------ Supplied data
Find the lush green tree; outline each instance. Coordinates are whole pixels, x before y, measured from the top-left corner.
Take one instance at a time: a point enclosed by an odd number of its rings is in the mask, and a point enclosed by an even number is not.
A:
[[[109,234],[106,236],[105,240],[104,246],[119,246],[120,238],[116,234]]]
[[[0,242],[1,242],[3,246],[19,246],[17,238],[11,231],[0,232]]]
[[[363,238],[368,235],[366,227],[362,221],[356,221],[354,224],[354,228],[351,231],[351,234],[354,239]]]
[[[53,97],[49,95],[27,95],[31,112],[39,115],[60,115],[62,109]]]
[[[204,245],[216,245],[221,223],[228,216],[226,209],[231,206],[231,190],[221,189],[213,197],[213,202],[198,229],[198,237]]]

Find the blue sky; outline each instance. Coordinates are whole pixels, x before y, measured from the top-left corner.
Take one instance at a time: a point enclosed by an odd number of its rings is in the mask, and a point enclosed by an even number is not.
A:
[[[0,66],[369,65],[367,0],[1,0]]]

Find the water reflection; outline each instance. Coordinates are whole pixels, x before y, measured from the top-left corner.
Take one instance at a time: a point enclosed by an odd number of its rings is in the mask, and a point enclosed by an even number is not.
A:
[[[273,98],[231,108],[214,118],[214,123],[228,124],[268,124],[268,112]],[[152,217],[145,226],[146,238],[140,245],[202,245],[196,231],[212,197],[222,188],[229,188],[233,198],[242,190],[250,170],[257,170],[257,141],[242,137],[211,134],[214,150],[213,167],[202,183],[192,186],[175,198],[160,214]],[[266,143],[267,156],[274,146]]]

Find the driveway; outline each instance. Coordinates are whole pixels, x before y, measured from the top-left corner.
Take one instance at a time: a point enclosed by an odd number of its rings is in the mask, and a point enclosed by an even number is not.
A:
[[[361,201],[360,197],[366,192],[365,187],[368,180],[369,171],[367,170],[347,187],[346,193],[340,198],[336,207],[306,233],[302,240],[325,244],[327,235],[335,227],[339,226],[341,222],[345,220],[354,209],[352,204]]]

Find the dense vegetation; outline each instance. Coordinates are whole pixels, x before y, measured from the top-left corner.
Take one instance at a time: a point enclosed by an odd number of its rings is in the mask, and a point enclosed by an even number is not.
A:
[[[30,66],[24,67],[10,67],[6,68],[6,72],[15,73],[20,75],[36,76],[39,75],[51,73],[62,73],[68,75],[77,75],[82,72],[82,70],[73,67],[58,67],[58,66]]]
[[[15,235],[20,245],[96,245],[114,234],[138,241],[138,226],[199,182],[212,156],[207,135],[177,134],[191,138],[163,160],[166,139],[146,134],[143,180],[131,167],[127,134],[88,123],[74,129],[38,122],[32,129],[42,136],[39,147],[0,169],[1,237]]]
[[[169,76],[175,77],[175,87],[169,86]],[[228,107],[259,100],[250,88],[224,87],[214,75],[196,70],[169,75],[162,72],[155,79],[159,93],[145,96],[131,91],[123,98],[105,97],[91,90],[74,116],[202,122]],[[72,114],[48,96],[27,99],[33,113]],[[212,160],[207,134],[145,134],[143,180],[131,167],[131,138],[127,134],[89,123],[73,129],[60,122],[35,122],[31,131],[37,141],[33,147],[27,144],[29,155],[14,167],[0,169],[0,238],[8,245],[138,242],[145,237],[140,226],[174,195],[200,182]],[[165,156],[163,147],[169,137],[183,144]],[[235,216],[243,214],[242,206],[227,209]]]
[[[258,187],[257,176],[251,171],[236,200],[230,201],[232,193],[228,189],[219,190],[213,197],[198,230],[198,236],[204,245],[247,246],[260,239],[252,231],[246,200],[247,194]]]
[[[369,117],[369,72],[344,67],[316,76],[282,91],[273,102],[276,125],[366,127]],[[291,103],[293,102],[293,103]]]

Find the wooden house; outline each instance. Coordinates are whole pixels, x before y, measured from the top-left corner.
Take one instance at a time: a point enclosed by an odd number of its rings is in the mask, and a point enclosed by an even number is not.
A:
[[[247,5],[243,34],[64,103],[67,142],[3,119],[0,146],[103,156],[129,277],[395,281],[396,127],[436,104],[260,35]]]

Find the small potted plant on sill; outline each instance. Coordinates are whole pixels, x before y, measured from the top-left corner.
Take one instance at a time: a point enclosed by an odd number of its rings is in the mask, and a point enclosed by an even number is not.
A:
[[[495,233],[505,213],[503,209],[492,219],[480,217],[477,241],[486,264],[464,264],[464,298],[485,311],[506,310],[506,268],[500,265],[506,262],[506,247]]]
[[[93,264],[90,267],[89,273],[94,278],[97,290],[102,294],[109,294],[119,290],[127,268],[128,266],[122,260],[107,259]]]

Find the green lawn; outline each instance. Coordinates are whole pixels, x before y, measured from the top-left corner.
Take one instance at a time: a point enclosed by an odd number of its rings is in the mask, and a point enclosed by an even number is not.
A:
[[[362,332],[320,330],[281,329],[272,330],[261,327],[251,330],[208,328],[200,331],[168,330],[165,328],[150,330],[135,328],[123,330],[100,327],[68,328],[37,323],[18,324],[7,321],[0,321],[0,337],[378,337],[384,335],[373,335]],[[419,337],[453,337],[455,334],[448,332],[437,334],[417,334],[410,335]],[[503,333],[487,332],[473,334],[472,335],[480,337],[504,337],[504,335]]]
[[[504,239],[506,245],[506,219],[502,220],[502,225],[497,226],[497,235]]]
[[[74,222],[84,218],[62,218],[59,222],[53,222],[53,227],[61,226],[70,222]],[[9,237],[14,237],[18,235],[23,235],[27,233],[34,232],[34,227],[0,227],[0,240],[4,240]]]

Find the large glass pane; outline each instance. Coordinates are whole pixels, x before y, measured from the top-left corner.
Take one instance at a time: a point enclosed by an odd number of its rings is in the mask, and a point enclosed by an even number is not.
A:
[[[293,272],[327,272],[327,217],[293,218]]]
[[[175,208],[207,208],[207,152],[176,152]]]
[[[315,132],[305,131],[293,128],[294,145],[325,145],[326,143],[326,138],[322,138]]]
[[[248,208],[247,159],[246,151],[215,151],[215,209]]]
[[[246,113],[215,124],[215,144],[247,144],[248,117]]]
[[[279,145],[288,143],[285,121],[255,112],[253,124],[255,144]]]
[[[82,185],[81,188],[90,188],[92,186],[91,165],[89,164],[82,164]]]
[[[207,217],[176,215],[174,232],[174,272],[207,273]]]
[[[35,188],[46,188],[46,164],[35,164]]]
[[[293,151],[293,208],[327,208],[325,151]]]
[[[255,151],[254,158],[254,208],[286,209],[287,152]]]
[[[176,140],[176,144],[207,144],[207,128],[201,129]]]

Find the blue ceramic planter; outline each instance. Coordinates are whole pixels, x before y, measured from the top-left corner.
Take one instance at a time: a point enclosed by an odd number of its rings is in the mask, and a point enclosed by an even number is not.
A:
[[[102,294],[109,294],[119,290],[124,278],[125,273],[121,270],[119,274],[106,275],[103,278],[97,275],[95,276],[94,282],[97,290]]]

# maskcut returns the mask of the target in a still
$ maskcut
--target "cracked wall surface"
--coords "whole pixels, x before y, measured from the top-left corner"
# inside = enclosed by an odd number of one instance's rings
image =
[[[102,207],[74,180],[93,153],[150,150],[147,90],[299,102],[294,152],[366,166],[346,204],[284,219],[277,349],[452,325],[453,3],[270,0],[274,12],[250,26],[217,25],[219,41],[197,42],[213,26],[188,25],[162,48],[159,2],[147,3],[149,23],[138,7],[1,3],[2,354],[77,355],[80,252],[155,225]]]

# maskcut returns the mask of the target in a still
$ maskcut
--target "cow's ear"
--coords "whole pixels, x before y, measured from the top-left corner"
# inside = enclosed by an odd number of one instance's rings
------------
What is expected
Please recast all the items above as a numbered list, leaving out blank lines.

Solution to the problem
1. Find the lush green tree; outline each instance. Coordinates are whole pixels, x before y, measured from the top-left corner.
2. Take one instance at a time: a point enclosed by an odd number of its rings is in the mask, and a point enclosed by an even number is not.
3. A:
4. [[[109,234],[106,236],[105,240],[104,246],[119,246],[120,238],[116,234]]]
5. [[[0,242],[1,242],[3,246],[19,246],[17,238],[11,231],[0,232]]]
6. [[[363,238],[368,235],[366,227],[362,221],[356,221],[354,224],[354,228],[351,231],[351,234],[354,239]]]
7. [[[53,97],[49,95],[27,95],[31,112],[39,115],[60,115],[62,109]]]
8. [[[204,245],[216,245],[221,223],[228,216],[226,209],[231,206],[231,190],[221,189],[213,197],[213,202],[198,229],[198,237]]]
9. Find the blue sky; outline each instance. Coordinates are whole pixels, x before y, measured from the top-left corner.
10. Take one instance at a time: a point enclosed by an odd number of its rings is in the mask, and a point enclosed by an even number is not.
11. A:
12. [[[0,66],[369,65],[367,0],[1,0]]]
13. Find the water reflection; outline each instance. Coordinates are whole pixels, x before y, measured from the top-left corner.
14. Take one instance at a time: a point enclosed by an odd number of its rings is in the mask, and a point enclosed by an even number is not.
15. A:
16. [[[273,98],[231,108],[214,118],[214,123],[228,124],[268,124],[268,112]],[[152,217],[145,226],[146,238],[140,245],[202,245],[196,231],[212,197],[222,188],[229,188],[233,198],[242,190],[250,170],[257,170],[257,141],[242,137],[211,134],[214,150],[213,167],[202,183],[192,186],[175,198],[160,214]],[[266,143],[267,156],[274,146]]]
17. Find the driveway; outline each instance. Coordinates are whole pixels, x before y, measured from the top-left corner.
18. Take one instance at a time: a point enclosed by an odd number of its rings is in the mask, and a point enclosed by an even number is not.
19. A:
20. [[[361,201],[360,197],[366,192],[365,187],[368,180],[369,171],[367,170],[347,187],[346,193],[340,198],[336,207],[306,233],[302,240],[325,244],[327,235],[335,227],[339,226],[341,222],[345,220],[354,209],[352,204]]]
21. Find the dense vegetation; outline each instance. Coordinates are whole pixels, x before y, measured from the top-left corner.
22. Take one instance at a time: a point enclosed by an odd number of its rings is in the mask, and a point enclosed by an even number is not.
23. A:
24. [[[30,66],[24,67],[10,67],[6,68],[6,72],[15,73],[20,75],[36,76],[39,75],[51,73],[62,73],[68,75],[77,75],[82,72],[82,70],[73,67],[58,67],[58,66]]]
25. [[[15,235],[20,245],[96,245],[114,234],[138,241],[138,226],[199,182],[212,156],[207,135],[177,134],[191,138],[163,160],[166,139],[146,134],[143,180],[131,167],[127,134],[88,123],[74,129],[38,122],[32,129],[42,136],[39,147],[0,169],[1,237]]]
26. [[[169,76],[175,77],[175,87],[169,86]],[[228,107],[259,100],[250,88],[224,87],[214,75],[196,70],[169,75],[162,72],[155,79],[159,93],[145,96],[131,91],[123,98],[105,97],[91,90],[74,116],[202,122]],[[72,114],[48,96],[27,99],[33,113]],[[212,160],[207,134],[145,134],[143,180],[131,167],[131,138],[127,134],[89,123],[73,129],[60,122],[35,122],[31,131],[37,141],[33,147],[27,144],[29,155],[14,167],[0,169],[0,238],[8,245],[138,242],[145,237],[140,226],[174,195],[200,182]],[[165,156],[163,147],[169,137],[183,144]],[[235,216],[243,214],[242,206],[227,209]]]
27. [[[258,187],[257,176],[251,171],[236,200],[230,201],[232,193],[228,189],[219,190],[213,197],[198,230],[198,236],[204,245],[247,246],[260,239],[252,231],[246,200],[247,194]]]
28. [[[369,117],[369,72],[344,67],[316,76],[282,91],[273,102],[276,125],[366,127]],[[291,103],[293,102],[293,103]]]
29. Find the wooden house; outline each instance. Coordinates are whole pixels, x before y, measured from the top-left corner.
30. Take one instance at a time: a point enclosed by an odd number of its rings is in the mask, and a point enclosed by an even number is not.
31. A:
32. [[[247,5],[243,34],[64,103],[67,142],[3,119],[0,146],[103,156],[129,277],[395,281],[396,127],[436,104],[260,35]]]
33. Find the small potted plant on sill; outline each instance. Coordinates are whole pixels, x before y, measured from the top-left corner.
34. Take one instance at a time: a point enclosed by an odd number of its rings is in the mask, and a point enclosed by an even number is not.
35. A:
36. [[[495,233],[505,213],[503,209],[492,219],[480,217],[477,241],[486,264],[464,264],[464,298],[485,311],[506,310],[506,268],[500,265],[506,262],[506,247]]]
37. [[[93,264],[90,267],[89,273],[94,278],[97,290],[102,294],[109,294],[119,290],[127,268],[128,266],[122,260],[107,259]]]
38. Find the green lawn; outline each instance. Coordinates are whole pixels, x before y, measured from the top-left corner.
39. Take one instance at a time: a point enclosed by an odd number of its rings is in the mask, and a point enclosed by an even number is not.
40. A:
41. [[[362,332],[320,330],[281,329],[272,330],[261,327],[251,330],[208,328],[200,331],[168,330],[165,328],[150,330],[135,328],[123,330],[100,327],[68,328],[37,323],[18,324],[7,321],[0,321],[0,337],[378,337],[384,335],[373,335]],[[419,337],[453,337],[455,334],[448,332],[437,334],[417,334],[410,335]],[[503,333],[487,332],[473,334],[472,335],[480,337],[504,337],[504,335]]]
42. [[[504,239],[506,245],[506,219],[502,220],[502,225],[497,226],[497,235]]]
43. [[[74,222],[84,218],[62,218],[59,222],[53,222],[53,227],[61,226],[70,222]],[[9,237],[14,237],[18,235],[23,235],[27,233],[34,232],[34,227],[0,227],[0,240],[4,240]]]
44. Find the large glass pane; outline each instance. Coordinates are whole pixels, x before y, measured from the top-left corner.
45. Take one instance at a time: a point enclosed by an odd number of its rings is in the mask, and a point enclosed by an even number is not.
46. A:
47. [[[293,272],[327,272],[327,217],[293,218]]]
48. [[[175,208],[207,208],[207,152],[176,152]]]
49. [[[315,132],[305,131],[293,128],[294,145],[325,145],[326,143],[326,138],[322,138]]]
50. [[[248,208],[247,159],[246,151],[215,151],[215,209]]]
51. [[[246,113],[215,124],[215,144],[247,144],[248,117]]]
52. [[[279,145],[288,143],[285,121],[255,112],[253,124],[255,144]]]
53. [[[82,185],[81,188],[90,188],[92,186],[91,165],[89,164],[82,164]]]
54. [[[207,217],[176,215],[174,232],[174,272],[207,273]]]
55. [[[35,188],[46,188],[46,164],[35,164]]]
56. [[[293,151],[293,208],[327,208],[325,151]]]
57. [[[255,151],[254,158],[254,208],[286,209],[287,152]]]
58. [[[176,140],[176,144],[207,144],[207,128],[201,129]]]
59. Find the blue ceramic planter; outline each instance. Coordinates are whole pixels, x before y, measured from the top-left corner.
60. Take one instance at a time: a point enclosed by an odd number of its rings is in the mask, and a point enclosed by an even number is not.
61. A:
62. [[[102,294],[109,294],[119,290],[124,278],[125,273],[121,270],[119,274],[106,275],[103,278],[97,275],[95,276],[94,282],[97,290]]]
63. # maskcut returns the mask of the target in a still
64. $ maskcut
65. --target "cracked wall surface"
66. --coords "whole pixels, x before y, measured from the top-left corner"
67. # inside = enclosed by an odd number of one instance's rings
68. image =
69. [[[102,207],[74,180],[93,153],[150,150],[147,90],[299,102],[294,152],[366,166],[346,204],[284,219],[277,349],[452,325],[453,3],[270,0],[274,12],[250,26],[217,25],[219,41],[197,42],[213,26],[188,25],[162,48],[159,2],[147,3],[149,23],[138,7],[1,3],[2,354],[77,355],[80,252],[155,225]]]
70. # maskcut returns the mask of the target in a still
71. $ maskcut
72. --target "cow's ear"
73. --coords "whole pixels, x before y, measured from the top-left corner"
74. # inside = enclosed by an odd number of one instance's rings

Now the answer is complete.